• Written instruction
Reproduce the records word for word, from the line containing "system, locate goal" through the line containing "[0,140,495,585]". Leave out any pictures.

• Data excerpts
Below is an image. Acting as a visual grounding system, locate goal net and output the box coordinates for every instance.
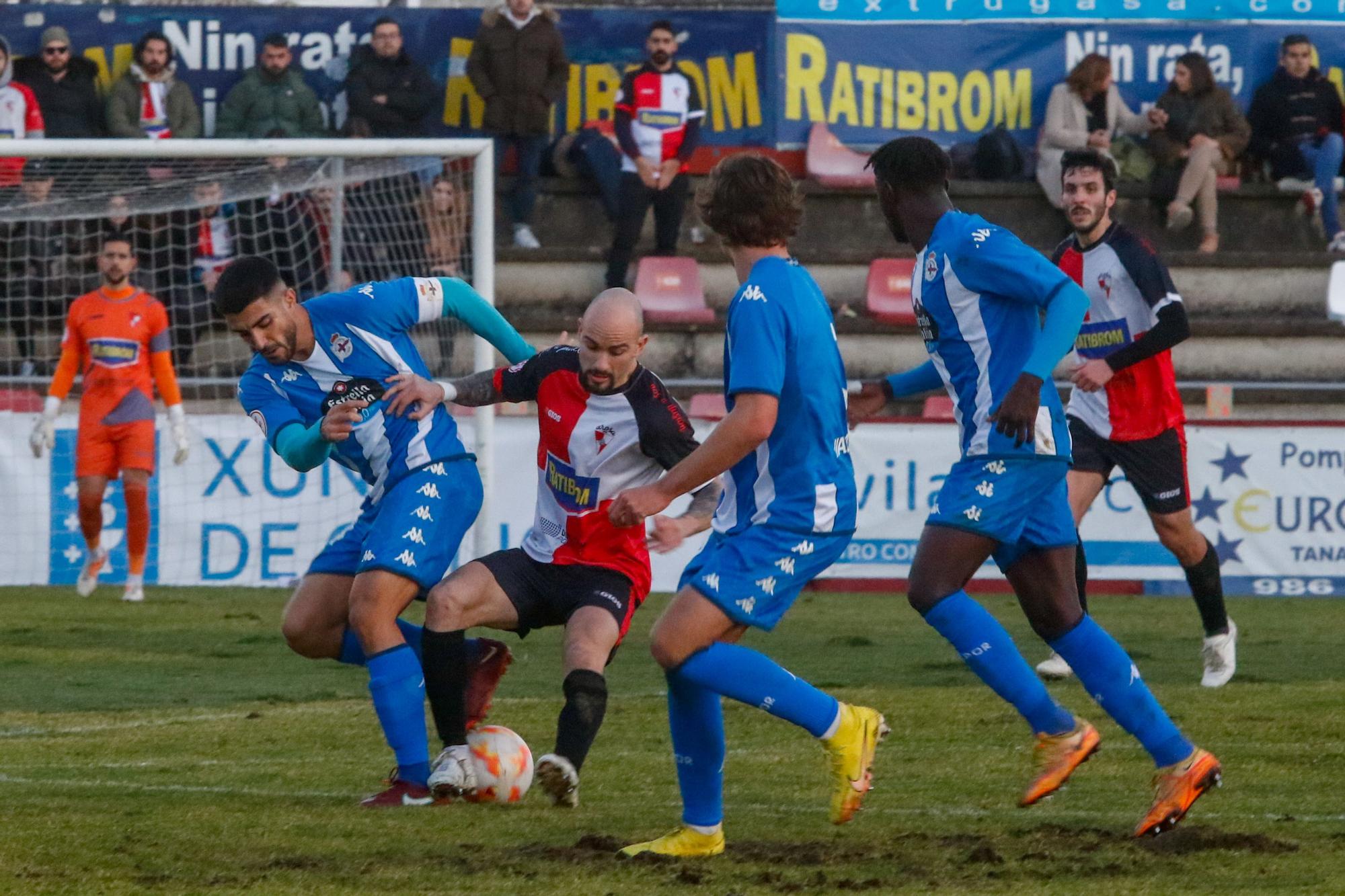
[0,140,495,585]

--

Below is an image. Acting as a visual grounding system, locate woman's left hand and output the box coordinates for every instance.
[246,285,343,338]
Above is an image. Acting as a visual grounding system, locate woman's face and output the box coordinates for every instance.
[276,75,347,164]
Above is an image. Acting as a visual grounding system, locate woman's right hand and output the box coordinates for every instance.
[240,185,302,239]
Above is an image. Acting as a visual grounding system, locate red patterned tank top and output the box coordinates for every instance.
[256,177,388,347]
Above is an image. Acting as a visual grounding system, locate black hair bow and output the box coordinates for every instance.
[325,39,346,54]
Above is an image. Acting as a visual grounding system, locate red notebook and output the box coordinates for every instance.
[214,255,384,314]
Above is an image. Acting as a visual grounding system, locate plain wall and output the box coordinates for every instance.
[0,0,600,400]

• Result of this exercise
Below is an image. Acting as a visual grounding system, locate goal net and output the box coordinates for every instance.
[0,140,495,585]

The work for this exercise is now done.